> _Assignment_: What you give back must match the records below word for word.

** Records supplied follows **

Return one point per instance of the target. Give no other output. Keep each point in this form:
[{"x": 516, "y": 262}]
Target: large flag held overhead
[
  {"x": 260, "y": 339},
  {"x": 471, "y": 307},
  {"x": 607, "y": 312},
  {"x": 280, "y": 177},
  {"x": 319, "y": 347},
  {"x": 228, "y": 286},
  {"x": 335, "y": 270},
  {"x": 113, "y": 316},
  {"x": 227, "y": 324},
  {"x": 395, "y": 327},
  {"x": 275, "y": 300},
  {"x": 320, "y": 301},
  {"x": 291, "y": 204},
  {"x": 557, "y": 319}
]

** End of Records supplied **

> _Solution to this task_:
Return one point per instance of the target. Give no other output. Keep each point in this form:
[{"x": 516, "y": 262}]
Target: large flag held overhead
[
  {"x": 260, "y": 339},
  {"x": 471, "y": 307},
  {"x": 607, "y": 312},
  {"x": 280, "y": 177},
  {"x": 319, "y": 347},
  {"x": 228, "y": 286},
  {"x": 335, "y": 270},
  {"x": 113, "y": 316},
  {"x": 227, "y": 324},
  {"x": 395, "y": 327},
  {"x": 275, "y": 300},
  {"x": 320, "y": 301},
  {"x": 291, "y": 204},
  {"x": 557, "y": 319}
]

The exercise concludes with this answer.